* Required work: In the material below, list every line carrying the string "white".

* Working data:
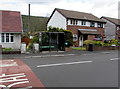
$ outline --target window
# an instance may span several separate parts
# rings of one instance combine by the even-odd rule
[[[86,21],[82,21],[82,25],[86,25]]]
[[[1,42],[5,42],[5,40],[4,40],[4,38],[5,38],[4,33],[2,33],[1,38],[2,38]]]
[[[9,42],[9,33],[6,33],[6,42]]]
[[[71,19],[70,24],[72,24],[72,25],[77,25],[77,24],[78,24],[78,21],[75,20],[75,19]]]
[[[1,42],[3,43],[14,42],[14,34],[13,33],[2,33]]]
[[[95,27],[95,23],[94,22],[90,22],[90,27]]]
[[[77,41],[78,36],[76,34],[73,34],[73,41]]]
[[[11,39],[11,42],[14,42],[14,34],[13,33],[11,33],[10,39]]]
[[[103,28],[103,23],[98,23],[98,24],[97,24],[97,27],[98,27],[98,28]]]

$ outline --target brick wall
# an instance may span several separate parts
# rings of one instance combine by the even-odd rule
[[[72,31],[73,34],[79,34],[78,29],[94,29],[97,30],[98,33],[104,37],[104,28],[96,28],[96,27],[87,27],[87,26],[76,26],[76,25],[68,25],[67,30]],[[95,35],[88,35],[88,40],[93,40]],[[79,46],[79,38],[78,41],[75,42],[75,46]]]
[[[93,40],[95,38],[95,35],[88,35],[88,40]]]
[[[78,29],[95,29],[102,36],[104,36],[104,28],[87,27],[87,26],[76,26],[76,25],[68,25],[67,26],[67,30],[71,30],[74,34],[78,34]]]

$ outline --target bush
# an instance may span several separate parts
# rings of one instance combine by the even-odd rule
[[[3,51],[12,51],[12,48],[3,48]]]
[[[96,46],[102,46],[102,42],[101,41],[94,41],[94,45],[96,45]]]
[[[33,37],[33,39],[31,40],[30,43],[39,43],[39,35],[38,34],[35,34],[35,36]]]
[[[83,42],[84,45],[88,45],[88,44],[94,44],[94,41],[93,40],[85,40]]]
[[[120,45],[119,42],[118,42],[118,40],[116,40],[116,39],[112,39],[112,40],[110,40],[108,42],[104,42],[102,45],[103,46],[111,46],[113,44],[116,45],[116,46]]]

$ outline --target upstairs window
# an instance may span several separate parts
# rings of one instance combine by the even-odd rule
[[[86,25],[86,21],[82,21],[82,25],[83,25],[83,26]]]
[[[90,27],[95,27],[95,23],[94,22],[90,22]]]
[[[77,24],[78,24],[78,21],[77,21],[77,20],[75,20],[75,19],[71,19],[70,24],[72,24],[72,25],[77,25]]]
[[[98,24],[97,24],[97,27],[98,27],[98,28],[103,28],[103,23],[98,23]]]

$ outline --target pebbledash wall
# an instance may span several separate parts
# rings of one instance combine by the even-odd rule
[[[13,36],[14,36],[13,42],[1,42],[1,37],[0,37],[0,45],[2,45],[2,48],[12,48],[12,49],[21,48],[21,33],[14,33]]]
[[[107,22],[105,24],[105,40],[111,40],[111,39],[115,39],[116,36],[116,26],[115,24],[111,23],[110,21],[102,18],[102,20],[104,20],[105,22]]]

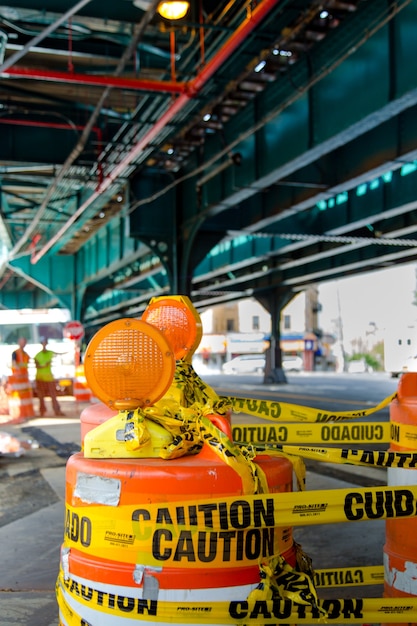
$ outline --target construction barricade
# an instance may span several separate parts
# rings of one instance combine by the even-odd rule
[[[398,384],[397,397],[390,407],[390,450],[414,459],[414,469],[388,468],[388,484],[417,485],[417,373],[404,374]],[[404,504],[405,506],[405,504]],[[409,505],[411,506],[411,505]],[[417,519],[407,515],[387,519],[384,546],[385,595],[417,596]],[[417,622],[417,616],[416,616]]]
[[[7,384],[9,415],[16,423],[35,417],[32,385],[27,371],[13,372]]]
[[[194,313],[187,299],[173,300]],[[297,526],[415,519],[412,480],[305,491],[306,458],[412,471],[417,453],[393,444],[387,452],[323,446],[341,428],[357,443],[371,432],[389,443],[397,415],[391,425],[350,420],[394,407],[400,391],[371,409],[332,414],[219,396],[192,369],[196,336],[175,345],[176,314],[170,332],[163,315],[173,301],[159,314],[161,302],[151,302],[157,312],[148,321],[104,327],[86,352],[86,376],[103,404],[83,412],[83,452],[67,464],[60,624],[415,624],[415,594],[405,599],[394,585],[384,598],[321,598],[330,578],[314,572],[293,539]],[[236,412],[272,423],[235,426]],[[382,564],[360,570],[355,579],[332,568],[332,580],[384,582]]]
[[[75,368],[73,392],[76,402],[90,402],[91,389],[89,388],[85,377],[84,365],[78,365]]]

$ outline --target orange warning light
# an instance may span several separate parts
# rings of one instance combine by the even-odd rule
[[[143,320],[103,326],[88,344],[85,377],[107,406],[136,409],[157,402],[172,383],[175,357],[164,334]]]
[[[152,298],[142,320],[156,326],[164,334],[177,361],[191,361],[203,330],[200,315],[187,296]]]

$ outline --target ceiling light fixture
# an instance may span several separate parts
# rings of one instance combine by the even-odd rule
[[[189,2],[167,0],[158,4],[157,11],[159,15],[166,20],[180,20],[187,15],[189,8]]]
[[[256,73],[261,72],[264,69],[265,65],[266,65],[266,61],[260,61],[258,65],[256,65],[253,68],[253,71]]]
...
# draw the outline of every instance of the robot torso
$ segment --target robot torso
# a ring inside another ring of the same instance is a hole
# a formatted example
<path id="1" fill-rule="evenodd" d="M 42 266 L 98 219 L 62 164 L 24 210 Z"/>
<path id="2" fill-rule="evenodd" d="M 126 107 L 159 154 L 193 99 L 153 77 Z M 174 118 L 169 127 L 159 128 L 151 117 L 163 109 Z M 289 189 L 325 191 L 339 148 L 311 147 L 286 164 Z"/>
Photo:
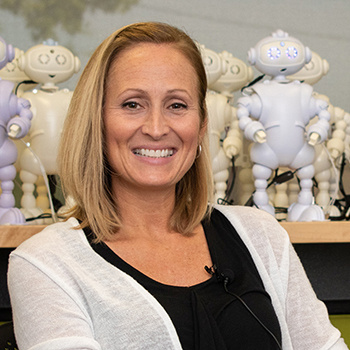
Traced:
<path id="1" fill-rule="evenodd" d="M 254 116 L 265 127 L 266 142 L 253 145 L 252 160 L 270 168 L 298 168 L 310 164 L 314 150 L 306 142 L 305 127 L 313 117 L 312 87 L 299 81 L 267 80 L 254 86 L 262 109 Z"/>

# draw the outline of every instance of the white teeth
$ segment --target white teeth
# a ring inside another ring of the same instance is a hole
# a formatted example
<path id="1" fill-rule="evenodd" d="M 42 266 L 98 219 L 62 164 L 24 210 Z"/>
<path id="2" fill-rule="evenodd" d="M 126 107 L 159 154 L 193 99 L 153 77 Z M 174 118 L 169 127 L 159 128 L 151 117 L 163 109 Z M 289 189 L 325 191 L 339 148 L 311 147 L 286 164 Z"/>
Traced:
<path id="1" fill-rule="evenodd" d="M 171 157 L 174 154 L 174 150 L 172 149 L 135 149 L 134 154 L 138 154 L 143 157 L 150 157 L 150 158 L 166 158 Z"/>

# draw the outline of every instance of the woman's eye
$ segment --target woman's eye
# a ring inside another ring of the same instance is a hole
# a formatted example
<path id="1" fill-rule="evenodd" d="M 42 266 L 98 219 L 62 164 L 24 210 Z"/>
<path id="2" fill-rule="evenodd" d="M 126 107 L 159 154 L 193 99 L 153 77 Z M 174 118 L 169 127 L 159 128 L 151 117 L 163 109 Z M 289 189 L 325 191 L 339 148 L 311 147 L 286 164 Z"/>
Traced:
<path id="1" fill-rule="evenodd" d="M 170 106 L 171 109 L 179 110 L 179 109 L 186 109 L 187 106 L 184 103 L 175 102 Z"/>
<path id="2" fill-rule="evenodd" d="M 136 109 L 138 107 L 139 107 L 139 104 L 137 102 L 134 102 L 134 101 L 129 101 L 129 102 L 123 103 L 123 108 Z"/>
==
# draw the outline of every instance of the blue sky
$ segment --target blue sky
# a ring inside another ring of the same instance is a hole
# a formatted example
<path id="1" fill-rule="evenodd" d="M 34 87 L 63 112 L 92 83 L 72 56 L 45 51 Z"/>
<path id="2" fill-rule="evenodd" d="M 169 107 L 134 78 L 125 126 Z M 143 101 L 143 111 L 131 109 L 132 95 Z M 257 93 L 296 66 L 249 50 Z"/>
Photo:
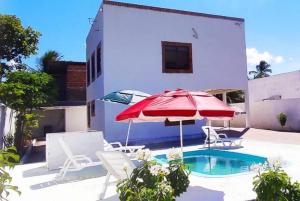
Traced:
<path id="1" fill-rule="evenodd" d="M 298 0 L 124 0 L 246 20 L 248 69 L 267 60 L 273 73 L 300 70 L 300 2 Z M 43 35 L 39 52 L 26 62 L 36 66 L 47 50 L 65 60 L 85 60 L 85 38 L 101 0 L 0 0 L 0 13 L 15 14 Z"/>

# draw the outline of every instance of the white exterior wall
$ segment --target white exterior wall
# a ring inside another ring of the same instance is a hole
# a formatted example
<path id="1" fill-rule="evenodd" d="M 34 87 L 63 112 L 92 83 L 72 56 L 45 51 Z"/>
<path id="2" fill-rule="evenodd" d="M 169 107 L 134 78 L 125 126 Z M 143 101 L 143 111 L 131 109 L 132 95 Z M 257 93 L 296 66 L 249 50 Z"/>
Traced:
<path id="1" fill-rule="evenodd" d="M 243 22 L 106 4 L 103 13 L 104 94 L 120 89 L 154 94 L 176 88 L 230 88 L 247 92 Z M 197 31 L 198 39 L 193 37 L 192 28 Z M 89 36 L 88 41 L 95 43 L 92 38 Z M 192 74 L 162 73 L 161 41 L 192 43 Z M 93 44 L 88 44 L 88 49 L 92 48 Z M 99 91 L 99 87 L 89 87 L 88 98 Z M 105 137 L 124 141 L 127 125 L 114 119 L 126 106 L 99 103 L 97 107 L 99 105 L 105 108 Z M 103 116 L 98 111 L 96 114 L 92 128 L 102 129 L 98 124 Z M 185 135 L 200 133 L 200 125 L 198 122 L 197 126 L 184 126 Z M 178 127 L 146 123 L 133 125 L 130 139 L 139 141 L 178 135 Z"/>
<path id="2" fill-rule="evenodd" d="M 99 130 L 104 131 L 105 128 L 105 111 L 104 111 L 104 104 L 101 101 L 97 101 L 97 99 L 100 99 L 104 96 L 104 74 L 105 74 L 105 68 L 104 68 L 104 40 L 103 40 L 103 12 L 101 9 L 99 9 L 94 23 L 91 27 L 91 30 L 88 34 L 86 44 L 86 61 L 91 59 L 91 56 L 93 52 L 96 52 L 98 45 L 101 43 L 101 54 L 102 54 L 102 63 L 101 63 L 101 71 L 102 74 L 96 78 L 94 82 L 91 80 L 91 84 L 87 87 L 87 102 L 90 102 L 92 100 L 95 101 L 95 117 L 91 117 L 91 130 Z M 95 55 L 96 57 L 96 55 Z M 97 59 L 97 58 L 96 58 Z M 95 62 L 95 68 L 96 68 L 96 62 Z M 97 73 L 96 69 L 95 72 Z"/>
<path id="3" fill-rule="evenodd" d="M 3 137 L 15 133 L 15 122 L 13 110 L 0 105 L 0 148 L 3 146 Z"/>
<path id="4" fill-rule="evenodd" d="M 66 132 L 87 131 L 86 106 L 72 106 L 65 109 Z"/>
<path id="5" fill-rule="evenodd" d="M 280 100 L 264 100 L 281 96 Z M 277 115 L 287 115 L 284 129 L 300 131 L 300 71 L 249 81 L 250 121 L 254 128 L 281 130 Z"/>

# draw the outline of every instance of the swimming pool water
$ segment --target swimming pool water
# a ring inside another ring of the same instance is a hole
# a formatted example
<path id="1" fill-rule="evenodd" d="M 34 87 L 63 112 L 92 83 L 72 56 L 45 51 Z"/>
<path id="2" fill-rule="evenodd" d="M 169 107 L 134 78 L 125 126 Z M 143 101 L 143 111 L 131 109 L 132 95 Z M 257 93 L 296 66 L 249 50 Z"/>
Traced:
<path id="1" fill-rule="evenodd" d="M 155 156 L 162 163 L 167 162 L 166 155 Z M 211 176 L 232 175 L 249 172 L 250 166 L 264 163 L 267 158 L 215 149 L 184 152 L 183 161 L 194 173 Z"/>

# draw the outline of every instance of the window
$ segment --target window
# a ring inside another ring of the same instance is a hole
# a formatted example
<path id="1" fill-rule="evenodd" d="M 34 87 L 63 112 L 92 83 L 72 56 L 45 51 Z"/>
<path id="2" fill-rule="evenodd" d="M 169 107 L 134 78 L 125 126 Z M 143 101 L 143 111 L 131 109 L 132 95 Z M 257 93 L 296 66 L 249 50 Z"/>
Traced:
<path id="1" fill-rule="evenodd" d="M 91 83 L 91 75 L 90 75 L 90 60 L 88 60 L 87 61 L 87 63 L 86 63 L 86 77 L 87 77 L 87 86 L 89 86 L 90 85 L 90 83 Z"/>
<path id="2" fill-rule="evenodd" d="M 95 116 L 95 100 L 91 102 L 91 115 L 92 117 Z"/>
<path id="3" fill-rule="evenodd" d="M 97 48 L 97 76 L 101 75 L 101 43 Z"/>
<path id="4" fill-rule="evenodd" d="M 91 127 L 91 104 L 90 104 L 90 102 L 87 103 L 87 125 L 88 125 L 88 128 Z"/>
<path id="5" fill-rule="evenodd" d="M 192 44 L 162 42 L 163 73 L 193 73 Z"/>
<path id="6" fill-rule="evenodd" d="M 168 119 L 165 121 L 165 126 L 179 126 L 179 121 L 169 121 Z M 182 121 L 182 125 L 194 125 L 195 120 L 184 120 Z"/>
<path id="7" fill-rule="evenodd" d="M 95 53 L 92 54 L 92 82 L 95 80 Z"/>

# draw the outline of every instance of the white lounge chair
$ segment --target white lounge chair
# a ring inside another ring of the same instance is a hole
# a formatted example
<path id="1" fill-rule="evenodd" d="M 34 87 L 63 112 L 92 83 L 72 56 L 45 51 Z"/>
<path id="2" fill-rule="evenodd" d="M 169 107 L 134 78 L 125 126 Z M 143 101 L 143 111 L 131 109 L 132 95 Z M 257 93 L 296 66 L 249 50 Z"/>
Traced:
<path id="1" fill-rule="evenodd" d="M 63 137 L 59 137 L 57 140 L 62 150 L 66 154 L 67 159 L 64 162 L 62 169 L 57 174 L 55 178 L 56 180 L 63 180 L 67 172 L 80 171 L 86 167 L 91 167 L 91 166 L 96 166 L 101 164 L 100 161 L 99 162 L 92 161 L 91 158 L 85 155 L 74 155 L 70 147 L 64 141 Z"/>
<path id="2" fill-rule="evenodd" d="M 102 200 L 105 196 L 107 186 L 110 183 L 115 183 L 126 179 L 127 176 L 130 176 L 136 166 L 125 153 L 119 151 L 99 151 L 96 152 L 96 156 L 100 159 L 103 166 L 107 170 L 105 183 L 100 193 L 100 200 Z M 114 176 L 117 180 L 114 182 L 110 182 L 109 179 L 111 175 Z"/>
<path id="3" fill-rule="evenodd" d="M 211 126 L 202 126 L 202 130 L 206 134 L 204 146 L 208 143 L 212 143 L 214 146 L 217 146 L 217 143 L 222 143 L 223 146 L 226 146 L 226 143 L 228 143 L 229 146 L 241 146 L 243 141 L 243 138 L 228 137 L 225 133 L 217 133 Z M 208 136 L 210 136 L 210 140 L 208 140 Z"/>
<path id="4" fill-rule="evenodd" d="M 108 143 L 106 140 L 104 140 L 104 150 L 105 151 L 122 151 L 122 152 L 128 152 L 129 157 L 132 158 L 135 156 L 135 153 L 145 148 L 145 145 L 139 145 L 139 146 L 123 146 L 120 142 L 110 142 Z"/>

* Exercise solution:
# draw the outline of every instance of the white teeth
$ segment --target white teeth
# draw the outline of every instance of the white exterior wall
$ segment --target white exterior wall
# draw the outline of every instance of the white lounge chair
$ segment --target white lounge chair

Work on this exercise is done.